--- DESCRIPTION OF THE TASK ---
Output the stretch of entries from the start through the line containing "pixel 11 44" as a Markdown table with the columns Row and Line, one numbered row per line. Leave out any blank lines.

(Dataset rows)
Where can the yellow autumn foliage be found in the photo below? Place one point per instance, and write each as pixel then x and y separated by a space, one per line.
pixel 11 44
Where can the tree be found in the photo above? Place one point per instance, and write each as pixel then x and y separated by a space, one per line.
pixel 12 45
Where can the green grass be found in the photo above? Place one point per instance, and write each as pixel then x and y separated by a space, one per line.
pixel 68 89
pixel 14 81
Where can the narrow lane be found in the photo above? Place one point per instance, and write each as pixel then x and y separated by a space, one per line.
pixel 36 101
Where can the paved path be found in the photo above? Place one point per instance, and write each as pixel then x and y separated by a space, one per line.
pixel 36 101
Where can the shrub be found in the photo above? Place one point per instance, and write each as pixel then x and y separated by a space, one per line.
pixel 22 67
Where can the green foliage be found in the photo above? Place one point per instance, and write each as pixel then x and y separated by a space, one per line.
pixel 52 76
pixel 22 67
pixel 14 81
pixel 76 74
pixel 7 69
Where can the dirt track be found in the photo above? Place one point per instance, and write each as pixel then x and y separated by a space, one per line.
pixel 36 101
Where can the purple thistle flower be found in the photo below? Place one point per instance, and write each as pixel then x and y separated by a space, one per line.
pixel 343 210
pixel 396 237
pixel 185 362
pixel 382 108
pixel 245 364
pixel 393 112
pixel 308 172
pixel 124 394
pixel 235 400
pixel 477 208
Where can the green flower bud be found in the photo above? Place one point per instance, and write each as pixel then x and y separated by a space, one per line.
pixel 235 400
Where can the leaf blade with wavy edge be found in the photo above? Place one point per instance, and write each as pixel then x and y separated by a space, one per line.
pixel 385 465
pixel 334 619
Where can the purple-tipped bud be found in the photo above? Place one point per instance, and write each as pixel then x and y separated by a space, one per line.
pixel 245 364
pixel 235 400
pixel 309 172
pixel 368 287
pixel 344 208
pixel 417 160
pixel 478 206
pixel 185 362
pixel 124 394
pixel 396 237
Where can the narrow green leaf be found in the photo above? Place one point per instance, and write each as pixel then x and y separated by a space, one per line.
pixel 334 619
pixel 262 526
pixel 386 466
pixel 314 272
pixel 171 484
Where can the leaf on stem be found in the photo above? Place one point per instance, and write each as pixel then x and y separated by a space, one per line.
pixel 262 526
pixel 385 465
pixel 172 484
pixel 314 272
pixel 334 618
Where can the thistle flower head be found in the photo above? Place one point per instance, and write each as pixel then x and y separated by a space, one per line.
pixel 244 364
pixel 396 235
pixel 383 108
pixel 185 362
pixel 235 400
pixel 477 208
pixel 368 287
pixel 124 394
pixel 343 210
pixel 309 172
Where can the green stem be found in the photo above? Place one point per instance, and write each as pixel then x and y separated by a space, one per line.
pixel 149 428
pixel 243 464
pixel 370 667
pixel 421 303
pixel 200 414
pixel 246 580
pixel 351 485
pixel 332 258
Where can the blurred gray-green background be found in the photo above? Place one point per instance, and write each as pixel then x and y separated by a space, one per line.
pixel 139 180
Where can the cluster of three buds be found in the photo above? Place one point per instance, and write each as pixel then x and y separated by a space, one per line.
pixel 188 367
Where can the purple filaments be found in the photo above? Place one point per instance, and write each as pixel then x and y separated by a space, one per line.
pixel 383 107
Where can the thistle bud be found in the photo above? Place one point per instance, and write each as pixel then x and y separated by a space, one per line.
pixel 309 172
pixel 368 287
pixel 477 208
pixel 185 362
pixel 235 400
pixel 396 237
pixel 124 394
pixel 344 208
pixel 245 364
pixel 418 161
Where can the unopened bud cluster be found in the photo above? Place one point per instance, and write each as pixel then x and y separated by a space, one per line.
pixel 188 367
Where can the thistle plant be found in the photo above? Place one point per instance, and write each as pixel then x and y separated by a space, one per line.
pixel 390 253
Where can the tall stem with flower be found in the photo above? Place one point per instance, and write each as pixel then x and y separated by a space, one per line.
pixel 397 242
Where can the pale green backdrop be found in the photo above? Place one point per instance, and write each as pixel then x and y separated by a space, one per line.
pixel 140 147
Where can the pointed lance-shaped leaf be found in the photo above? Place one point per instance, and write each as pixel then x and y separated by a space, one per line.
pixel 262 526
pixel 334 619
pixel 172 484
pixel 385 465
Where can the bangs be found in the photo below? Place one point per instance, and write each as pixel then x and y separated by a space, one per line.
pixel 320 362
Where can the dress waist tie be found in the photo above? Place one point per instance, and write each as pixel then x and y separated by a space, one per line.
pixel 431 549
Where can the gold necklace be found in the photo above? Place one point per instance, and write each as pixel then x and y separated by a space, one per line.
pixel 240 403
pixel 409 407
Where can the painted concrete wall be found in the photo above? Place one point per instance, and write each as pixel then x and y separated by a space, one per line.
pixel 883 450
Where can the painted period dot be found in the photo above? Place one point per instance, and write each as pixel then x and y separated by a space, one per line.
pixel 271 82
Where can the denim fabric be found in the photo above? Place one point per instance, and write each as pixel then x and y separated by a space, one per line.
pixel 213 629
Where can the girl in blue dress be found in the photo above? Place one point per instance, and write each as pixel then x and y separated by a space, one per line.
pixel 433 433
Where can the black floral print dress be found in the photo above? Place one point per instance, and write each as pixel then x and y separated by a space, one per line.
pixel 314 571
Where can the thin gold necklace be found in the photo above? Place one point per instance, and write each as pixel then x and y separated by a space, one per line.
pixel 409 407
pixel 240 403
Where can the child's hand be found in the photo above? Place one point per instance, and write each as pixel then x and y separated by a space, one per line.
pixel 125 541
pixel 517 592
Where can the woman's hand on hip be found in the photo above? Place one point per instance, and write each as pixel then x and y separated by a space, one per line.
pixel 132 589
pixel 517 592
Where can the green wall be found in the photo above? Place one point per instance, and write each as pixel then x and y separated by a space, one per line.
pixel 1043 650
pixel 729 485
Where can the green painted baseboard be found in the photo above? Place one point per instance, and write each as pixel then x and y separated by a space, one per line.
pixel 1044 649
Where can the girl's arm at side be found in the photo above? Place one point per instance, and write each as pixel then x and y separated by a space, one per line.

--- EXERCISE OUTPUT ---
| Row | Line |
|---|---|
| 1 | Where can the yellow autumn foliage be found in the photo below? Place one point per instance, and write each as pixel then x and y separated by a space, one per line. |
| 2 | pixel 11 44 |